== Data entries

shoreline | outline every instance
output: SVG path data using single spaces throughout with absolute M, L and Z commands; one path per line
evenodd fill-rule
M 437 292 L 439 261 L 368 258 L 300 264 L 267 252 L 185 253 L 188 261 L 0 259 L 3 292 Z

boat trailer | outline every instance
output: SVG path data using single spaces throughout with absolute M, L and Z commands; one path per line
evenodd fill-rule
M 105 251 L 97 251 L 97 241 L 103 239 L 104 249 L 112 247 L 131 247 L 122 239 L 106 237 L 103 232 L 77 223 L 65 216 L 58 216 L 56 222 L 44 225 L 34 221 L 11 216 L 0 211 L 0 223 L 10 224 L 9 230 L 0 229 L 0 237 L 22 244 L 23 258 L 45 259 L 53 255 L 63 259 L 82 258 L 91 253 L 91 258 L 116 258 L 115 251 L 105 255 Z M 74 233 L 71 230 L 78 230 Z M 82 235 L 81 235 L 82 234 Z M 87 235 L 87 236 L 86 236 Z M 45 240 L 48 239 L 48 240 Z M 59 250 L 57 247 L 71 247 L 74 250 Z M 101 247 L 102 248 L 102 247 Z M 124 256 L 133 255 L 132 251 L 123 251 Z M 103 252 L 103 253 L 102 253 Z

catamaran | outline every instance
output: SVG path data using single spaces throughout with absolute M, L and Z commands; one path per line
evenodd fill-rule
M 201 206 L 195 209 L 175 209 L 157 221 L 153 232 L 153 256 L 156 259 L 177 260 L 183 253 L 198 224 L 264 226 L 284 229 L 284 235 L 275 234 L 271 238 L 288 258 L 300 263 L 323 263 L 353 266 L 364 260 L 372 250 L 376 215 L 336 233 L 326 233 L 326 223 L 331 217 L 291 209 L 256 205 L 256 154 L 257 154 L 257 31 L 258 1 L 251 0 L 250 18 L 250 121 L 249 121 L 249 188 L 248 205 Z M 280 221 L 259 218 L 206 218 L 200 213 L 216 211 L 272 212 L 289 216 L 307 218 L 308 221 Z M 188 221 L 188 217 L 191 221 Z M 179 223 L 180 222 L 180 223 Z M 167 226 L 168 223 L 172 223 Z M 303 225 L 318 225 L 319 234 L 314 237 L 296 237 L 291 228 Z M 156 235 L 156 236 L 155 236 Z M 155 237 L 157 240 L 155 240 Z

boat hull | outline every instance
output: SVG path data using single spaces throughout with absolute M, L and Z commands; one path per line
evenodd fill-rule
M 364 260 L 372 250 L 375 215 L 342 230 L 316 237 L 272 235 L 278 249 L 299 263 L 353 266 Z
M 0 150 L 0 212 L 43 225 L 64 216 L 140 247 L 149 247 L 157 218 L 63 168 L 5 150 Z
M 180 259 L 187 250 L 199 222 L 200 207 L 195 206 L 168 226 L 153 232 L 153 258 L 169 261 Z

====

Exercise goal:
Copy the lines of every item above verbatim.

Worked solution:
shoreline | outline every instance
output: SVG path data using single spaces throughout with absolute M, L and Z commands; one path per line
evenodd fill-rule
M 437 292 L 439 261 L 368 258 L 300 264 L 267 252 L 185 253 L 188 261 L 0 259 L 3 292 Z

boat trailer | outline every instance
output: SVG path data using single spaces throughout with absolute M, L and Z commands; one path per line
evenodd fill-rule
M 105 251 L 97 251 L 97 241 L 103 239 L 104 249 L 112 247 L 131 247 L 122 239 L 106 237 L 103 232 L 77 223 L 65 216 L 58 216 L 56 222 L 44 225 L 34 221 L 11 216 L 0 211 L 0 223 L 10 224 L 9 230 L 0 229 L 0 237 L 22 244 L 23 258 L 45 259 L 53 255 L 63 259 L 82 258 L 91 253 L 91 258 L 116 258 L 115 251 L 105 255 Z M 74 233 L 71 230 L 78 230 Z M 82 235 L 81 235 L 82 234 Z M 87 235 L 87 236 L 86 236 Z M 45 240 L 48 239 L 48 240 Z M 59 250 L 57 247 L 71 247 L 74 250 Z M 101 247 L 102 248 L 102 247 Z M 124 256 L 133 255 L 132 251 L 123 251 Z M 103 252 L 103 253 L 102 253 Z

catamaran | outline every instance
output: SVG path data using single spaces throughout with absolute M, L and Z commands; one path per line
evenodd fill-rule
M 201 206 L 195 209 L 175 209 L 157 221 L 153 232 L 153 256 L 156 259 L 177 260 L 183 253 L 198 224 L 264 226 L 284 229 L 284 235 L 275 234 L 271 238 L 288 258 L 300 263 L 323 263 L 353 266 L 364 260 L 372 250 L 376 215 L 336 233 L 326 233 L 326 223 L 331 217 L 291 209 L 256 205 L 256 154 L 257 154 L 257 31 L 258 1 L 251 0 L 250 18 L 250 121 L 249 121 L 249 188 L 248 205 Z M 280 221 L 259 218 L 206 218 L 200 213 L 216 211 L 272 212 L 289 216 L 307 218 L 308 221 Z M 188 221 L 188 217 L 191 221 Z M 179 223 L 180 222 L 180 223 Z M 167 226 L 168 223 L 172 223 Z M 303 225 L 318 225 L 319 234 L 314 237 L 296 237 L 291 228 Z M 156 235 L 156 236 L 155 236 Z M 155 237 L 157 240 L 155 240 Z

boat hull | outline every instance
output: SVG path data using single spaces throughout with absolute M, L and Z commands; one path per line
evenodd fill-rule
M 364 260 L 372 250 L 375 215 L 342 230 L 316 237 L 272 235 L 278 249 L 299 263 L 353 266 Z
M 0 150 L 0 212 L 43 225 L 64 216 L 140 247 L 149 247 L 157 218 L 63 168 L 5 150 Z
M 180 259 L 187 250 L 199 222 L 200 207 L 195 206 L 168 226 L 153 232 L 153 258 L 169 261 Z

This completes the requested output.